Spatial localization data
========================================

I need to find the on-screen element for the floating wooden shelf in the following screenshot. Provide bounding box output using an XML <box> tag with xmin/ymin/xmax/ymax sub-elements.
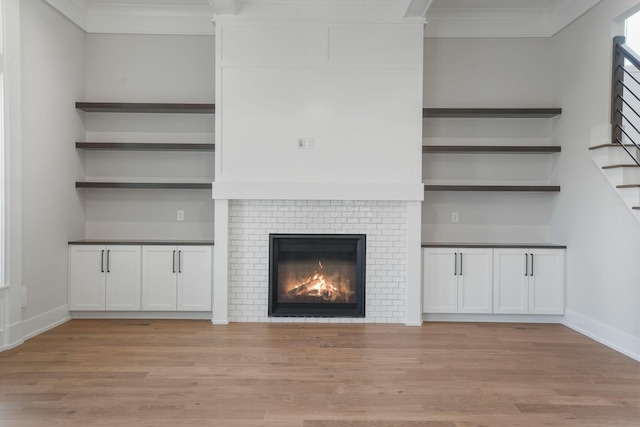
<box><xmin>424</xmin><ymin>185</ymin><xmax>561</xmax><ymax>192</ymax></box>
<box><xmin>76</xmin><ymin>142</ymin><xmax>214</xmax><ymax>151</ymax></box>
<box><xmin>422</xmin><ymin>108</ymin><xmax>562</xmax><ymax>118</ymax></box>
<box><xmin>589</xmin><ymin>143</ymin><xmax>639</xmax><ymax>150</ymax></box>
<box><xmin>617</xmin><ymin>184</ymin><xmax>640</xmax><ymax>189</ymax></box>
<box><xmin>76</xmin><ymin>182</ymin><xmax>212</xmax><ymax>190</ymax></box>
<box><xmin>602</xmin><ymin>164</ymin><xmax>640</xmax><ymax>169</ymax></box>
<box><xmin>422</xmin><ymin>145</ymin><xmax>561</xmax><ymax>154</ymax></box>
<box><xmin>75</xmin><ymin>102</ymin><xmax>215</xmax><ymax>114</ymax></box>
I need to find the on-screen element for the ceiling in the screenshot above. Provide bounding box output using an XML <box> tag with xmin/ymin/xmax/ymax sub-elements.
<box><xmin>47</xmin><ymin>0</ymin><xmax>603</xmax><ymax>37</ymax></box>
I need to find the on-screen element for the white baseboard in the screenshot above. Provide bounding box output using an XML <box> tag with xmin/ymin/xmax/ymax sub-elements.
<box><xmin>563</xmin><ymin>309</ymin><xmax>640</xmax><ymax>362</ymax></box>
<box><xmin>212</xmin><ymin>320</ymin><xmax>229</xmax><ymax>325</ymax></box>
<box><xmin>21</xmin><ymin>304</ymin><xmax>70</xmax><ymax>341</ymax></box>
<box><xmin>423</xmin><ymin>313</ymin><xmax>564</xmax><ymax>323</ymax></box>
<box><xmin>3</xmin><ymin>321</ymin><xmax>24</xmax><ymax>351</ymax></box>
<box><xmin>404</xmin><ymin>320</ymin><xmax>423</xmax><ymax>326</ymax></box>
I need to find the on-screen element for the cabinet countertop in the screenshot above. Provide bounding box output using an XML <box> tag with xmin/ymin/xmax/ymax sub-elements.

========================================

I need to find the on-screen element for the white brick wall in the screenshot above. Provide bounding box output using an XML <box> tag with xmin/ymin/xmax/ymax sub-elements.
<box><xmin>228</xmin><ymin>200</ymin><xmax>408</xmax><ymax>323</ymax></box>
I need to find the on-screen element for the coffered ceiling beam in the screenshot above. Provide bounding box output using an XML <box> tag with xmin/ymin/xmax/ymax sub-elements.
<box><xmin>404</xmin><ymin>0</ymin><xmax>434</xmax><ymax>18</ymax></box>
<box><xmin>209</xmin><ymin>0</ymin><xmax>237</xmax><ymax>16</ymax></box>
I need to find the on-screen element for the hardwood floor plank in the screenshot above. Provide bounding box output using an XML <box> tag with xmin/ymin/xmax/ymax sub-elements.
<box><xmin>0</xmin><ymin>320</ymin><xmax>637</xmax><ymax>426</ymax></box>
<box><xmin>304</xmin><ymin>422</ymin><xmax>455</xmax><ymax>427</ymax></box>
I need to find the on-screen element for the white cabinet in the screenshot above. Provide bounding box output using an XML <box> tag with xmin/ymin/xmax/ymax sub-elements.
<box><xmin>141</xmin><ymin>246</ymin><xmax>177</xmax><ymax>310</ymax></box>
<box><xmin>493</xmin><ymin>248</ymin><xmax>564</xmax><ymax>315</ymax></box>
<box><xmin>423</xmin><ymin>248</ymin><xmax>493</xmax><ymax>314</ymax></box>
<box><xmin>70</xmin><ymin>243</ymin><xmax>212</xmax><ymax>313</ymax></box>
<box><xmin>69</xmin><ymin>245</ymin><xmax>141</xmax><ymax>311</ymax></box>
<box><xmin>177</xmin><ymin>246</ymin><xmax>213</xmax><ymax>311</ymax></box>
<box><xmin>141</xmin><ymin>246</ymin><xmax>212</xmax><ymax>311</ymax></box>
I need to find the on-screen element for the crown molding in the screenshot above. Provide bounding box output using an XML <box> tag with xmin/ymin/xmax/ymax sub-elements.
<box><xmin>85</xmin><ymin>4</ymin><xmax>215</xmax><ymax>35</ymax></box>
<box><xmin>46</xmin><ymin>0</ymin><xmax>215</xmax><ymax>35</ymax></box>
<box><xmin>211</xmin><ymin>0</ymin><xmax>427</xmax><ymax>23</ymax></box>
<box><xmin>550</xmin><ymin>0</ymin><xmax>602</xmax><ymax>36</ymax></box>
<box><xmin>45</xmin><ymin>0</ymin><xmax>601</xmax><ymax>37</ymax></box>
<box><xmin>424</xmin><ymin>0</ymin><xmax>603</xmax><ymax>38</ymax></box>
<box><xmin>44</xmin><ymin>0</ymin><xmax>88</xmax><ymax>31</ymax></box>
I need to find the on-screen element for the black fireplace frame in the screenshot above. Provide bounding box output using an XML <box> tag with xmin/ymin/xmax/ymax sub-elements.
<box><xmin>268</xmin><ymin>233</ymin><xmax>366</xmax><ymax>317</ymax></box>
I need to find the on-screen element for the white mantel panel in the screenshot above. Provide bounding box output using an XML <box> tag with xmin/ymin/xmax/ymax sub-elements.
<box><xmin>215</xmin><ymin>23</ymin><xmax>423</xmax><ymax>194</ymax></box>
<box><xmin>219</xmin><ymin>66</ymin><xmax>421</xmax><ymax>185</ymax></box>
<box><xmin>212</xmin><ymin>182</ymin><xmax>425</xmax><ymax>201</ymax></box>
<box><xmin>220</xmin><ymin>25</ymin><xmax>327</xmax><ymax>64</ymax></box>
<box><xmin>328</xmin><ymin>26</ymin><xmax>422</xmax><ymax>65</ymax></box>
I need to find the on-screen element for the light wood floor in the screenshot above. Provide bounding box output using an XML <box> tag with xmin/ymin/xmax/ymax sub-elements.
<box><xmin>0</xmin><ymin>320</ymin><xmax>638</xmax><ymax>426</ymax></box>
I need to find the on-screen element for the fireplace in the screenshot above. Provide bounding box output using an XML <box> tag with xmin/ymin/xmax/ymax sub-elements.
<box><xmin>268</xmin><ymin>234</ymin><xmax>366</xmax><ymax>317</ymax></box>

========================================

- Problem to solve:
Line for line, output the entries above from the line with "I need to find the on-screen element for the floating" to the line with "I need to find the on-screen element for the cabinet", both included, and nothing more. Skip pictures.

- Answer:
I need to find the on-screen element for the floating wooden shelf in the following screenshot. Provide bounding box output using an XML <box> tag with xmin/ymin/xmax/ymax sub-elements.
<box><xmin>424</xmin><ymin>185</ymin><xmax>561</xmax><ymax>192</ymax></box>
<box><xmin>76</xmin><ymin>142</ymin><xmax>214</xmax><ymax>151</ymax></box>
<box><xmin>422</xmin><ymin>108</ymin><xmax>562</xmax><ymax>118</ymax></box>
<box><xmin>589</xmin><ymin>143</ymin><xmax>639</xmax><ymax>150</ymax></box>
<box><xmin>617</xmin><ymin>184</ymin><xmax>640</xmax><ymax>189</ymax></box>
<box><xmin>76</xmin><ymin>182</ymin><xmax>212</xmax><ymax>190</ymax></box>
<box><xmin>602</xmin><ymin>164</ymin><xmax>640</xmax><ymax>169</ymax></box>
<box><xmin>422</xmin><ymin>145</ymin><xmax>561</xmax><ymax>154</ymax></box>
<box><xmin>75</xmin><ymin>102</ymin><xmax>215</xmax><ymax>114</ymax></box>
I need to find the on-screen element for the ceiling in the screenshot above. Provide bounding box output using an XML <box> tag with xmin/ymin/xmax/ymax sub-elements.
<box><xmin>47</xmin><ymin>0</ymin><xmax>603</xmax><ymax>37</ymax></box>
I need to find the on-screen element for the white baseboard in the screenshot above. Provide bounding box output using an XML <box> tag with xmin/ymin/xmax/ymax sub-elements.
<box><xmin>563</xmin><ymin>309</ymin><xmax>640</xmax><ymax>362</ymax></box>
<box><xmin>212</xmin><ymin>320</ymin><xmax>229</xmax><ymax>325</ymax></box>
<box><xmin>21</xmin><ymin>304</ymin><xmax>70</xmax><ymax>341</ymax></box>
<box><xmin>423</xmin><ymin>313</ymin><xmax>564</xmax><ymax>323</ymax></box>
<box><xmin>3</xmin><ymin>321</ymin><xmax>24</xmax><ymax>351</ymax></box>
<box><xmin>404</xmin><ymin>320</ymin><xmax>423</xmax><ymax>326</ymax></box>
I need to find the on-screen element for the cabinet countertop in the screenshot above. Provide bounding box output using an XML <box> tag with xmin/ymin/xmax/ymax sub-elements.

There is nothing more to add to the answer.